• WHAT YOU HAVE TO DO:
Type out the records that follow, exactly as given.

Saved data entries
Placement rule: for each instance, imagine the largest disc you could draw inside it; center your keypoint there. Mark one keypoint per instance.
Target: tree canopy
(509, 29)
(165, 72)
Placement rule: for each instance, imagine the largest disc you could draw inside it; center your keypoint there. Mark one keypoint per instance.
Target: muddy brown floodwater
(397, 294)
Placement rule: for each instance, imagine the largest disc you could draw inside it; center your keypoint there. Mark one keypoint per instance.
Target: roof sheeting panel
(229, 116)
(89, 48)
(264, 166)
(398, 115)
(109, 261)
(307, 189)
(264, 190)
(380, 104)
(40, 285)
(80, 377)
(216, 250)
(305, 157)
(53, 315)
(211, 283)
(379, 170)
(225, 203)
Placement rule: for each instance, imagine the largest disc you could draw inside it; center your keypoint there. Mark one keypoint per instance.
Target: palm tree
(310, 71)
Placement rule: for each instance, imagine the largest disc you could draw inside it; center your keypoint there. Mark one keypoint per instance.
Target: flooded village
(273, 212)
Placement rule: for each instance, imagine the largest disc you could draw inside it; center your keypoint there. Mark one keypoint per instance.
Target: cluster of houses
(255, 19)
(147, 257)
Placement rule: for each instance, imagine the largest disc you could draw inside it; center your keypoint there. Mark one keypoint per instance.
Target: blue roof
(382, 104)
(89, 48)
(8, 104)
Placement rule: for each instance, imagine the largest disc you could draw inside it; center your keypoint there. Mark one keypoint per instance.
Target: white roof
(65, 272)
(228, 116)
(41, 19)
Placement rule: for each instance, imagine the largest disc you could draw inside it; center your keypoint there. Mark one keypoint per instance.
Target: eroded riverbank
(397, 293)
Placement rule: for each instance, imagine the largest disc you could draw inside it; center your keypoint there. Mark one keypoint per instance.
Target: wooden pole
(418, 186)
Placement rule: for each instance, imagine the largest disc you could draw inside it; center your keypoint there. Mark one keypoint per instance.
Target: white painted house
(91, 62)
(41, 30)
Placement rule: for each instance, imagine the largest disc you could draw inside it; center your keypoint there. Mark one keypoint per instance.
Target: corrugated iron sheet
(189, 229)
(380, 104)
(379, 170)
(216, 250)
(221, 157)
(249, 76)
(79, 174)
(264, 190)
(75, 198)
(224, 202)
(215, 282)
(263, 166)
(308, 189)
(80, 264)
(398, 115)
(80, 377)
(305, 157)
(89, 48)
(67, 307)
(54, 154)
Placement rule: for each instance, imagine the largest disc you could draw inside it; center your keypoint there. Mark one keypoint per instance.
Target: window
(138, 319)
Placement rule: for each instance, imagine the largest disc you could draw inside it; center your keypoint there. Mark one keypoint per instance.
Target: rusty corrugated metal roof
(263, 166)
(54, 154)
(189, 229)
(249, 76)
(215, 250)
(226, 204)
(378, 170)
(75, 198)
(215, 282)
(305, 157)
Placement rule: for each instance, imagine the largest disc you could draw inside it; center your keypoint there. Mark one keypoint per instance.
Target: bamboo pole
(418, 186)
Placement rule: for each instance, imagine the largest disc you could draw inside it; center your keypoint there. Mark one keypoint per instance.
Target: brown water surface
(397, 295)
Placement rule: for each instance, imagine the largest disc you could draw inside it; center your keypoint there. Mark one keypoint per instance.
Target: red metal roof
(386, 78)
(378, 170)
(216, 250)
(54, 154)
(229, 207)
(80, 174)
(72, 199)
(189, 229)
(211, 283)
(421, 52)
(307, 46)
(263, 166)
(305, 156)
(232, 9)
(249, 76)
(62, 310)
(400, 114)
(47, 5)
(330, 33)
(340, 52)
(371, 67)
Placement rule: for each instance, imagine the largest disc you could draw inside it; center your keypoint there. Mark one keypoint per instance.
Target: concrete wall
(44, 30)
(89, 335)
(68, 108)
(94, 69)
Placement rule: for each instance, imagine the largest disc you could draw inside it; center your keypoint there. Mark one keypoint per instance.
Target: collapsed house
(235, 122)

• ANSWER TO THIS TASK:
Placement rule: for each instance, imagine the largest disc you could draw inside it; center your keypoint there. Mark one keypoint per instance.
Target: tree canopy
(509, 29)
(165, 72)
Placement rule: for each instance, imagine the largest disc you could draw inside it; center your keypoint there. Mark one keypoint per instance.
Target: muddy brown floodwater
(397, 294)
Placement rule: for each instance, imagine the largest disc you could draw inside it; center your keypoint there. Mark one keypoint per instance.
Target: roof sheeting panel
(229, 116)
(89, 48)
(264, 166)
(398, 115)
(109, 261)
(307, 189)
(264, 190)
(380, 104)
(40, 285)
(80, 377)
(216, 250)
(305, 157)
(53, 315)
(211, 283)
(379, 170)
(225, 203)
Placement rule: for each instance, imagine the largest disc you could draw inside it; center your keypoint there. Mark one keypoint per instance.
Target: palm tree
(310, 71)
Placement rule: for each instance, imagine the largest disc you could draw inside it; center your keypoint there. Mark one keypoint per instance.
Target: flooded village
(273, 212)
Placement rule: for each instance, imagine the largest disc you could draw inside it; center your keypoint there. Mark one keypoint per instance.
Target: cluster of houses
(255, 19)
(147, 257)
Placement rule: for each instance, imagine the largest disc you could draw inside it; center your keypoint there. Mark one keypoint per instance.
Target: blue roof
(382, 104)
(89, 48)
(8, 104)
Placement rule: for each instance, imagine the largest disc you could draw inside it; center your keypoint there. Mark one keypoint per instance.
Target: white roof
(65, 272)
(228, 116)
(41, 19)
Placement rule: for each instance, imagine the largest disc you could draw inside it; center your keypoint there. Mark one keypoint per instance.
Target: eroded riverbank
(397, 293)
Placement rule: for each instance, imagine the largest disc you could draw inside it; center your keypoint there. Mark one keypoint per instance.
Target: wooden pole
(418, 186)
Placement rule: for each instance, imagine the largest disc you could draw inside it; center your keypoint there. Mark one keypoint per instance.
Target: white painted house
(91, 62)
(41, 30)
Placement rule: for each instance, imagine the largest disc you could draw inside it; center your keypoint there. Mark one keypoint per instance.
Target: corrugated iron sheet
(189, 229)
(380, 104)
(379, 170)
(216, 250)
(221, 157)
(249, 76)
(79, 174)
(264, 190)
(75, 198)
(224, 202)
(215, 282)
(263, 166)
(308, 189)
(80, 264)
(398, 115)
(80, 377)
(305, 157)
(89, 48)
(67, 307)
(54, 154)
Placement rule: for each instance, imagine the largest disc you could draw inside it; center your keypoint there. Mark one keypoint per instance.
Target: window
(138, 319)
Placement rule: for each instance, imagine the largest disc you could draw inside it; center your keypoint there. Mark one keypoint per instance.
Target: rusty corrugated metal roof
(263, 166)
(54, 154)
(189, 229)
(249, 76)
(215, 250)
(226, 204)
(378, 170)
(75, 198)
(215, 282)
(305, 157)
Placement rule: for each instance, imagine the largest disc you could draw inside it; center your keypoint there. Mark one keypoint per instance.
Target: bamboo pole
(418, 186)
Placement rule: for each instance, imagine the largest disc you could draw inside it; center your keypoint there. Mark one keypoint per instance.
Target: brown water surface
(397, 295)
Placement rule: for each instance, imagine the largest disc you could draw inside it; center your keypoint there. Mark one keypoint per instance.
Target: red metal roof
(386, 78)
(378, 170)
(216, 250)
(54, 154)
(229, 207)
(80, 174)
(72, 199)
(189, 229)
(211, 283)
(421, 52)
(307, 46)
(263, 166)
(305, 156)
(232, 9)
(249, 76)
(62, 310)
(400, 114)
(47, 5)
(330, 33)
(340, 52)
(371, 67)
Placement rule: for each instance, imagine the largest disc you could draw inside it; center your keypoint there. Mark one keypoint per instance.
Target: concrete wall
(44, 30)
(89, 335)
(68, 108)
(94, 69)
Placement rule: for each instance, imagine the largest disc you could draw inside it; center your keypoint there. Mark one keypoint per instance.
Target: collapsed house
(235, 122)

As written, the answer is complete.